Text shown:
● ● ● ● ● ● ●

# SiDEShOW BxB - Mission statement



## sideshowbxb (Oct 15, 2011)

hello, my name, obviously, i call myself SiDEShOW, now i came up with this name, the name was used one time for me when i was in jail, i decided i liked it, and stuck with it, reason being, i think it represents me and also reminds me of what i believe i am pursuing, lol, sideshow, loner, playing music those nowadays aint really keen to, but in all actuallity, every bit of music anyone creates has already been made a million times over, in the end it depends upon the message, so my intentions, what i want to do, is play music, but also there is a conflict present in me over this - - -
THIS IS AN EXPERIMENT! The reason i am typing this, i have to admit is rather selfish, its to make stronger my intentions both musically, and on the other end i guess, with the way i want to live, the two present conflicts in me, because i can pursue music, ill get by, but in the end, what really am i doing?! a man who rants and raves about his own personal probs and shit, is not the kind of dude i am, or want to be, music is a realease though, emotions run strong, but a man ruled by his emotions, really is not too strong, the reason i say this- - - since that cave man long ago, to today, we are all ruled by those primal animal instincts, eat, shit, fuck, all those things, basically, we are animals, it doesnt matter how much we do to avoid it, thats how we were made . . .

● ● ● ● ● ● ●

Entries provided:

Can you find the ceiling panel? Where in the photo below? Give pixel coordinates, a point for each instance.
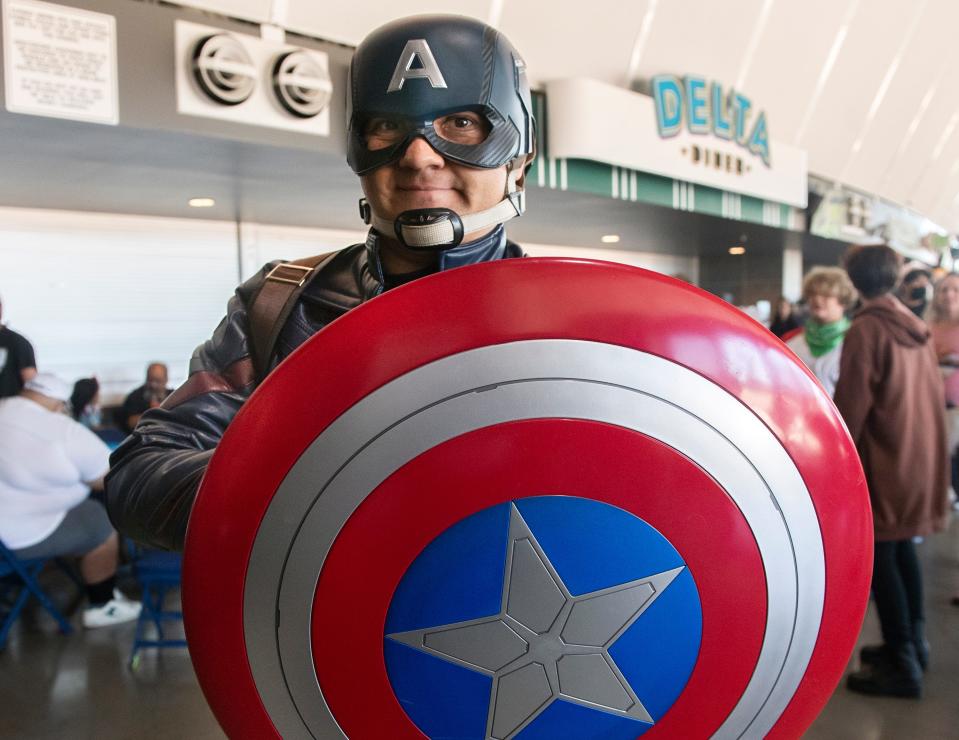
(794, 46)
(921, 66)
(918, 156)
(703, 38)
(249, 10)
(349, 22)
(557, 42)
(840, 112)
(776, 48)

● ● ● ● ● ● ●

Work to do:
a – Decide whether each statement below agrees with the mission statement. Answer yes or no, and quote the deciding words of the mission statement. (i) The name SiDEShOW was once used for the poster while in jail. (ii) The poster calls the reason for typing the post unselfish. (iii) The poster holds that every piece of music has already been made many times.
b – According to the mission statement, what is a man ruled by his emotions?

Outputs by task:
a –
(i) Yes: "the name was used one time for me when i was in jail"
(ii) No: "The reason i am typing this, i have to admit is rather selfish"
(iii) Yes: "every bit of music anyone creates has already been made a million times over"

b – Not too strong.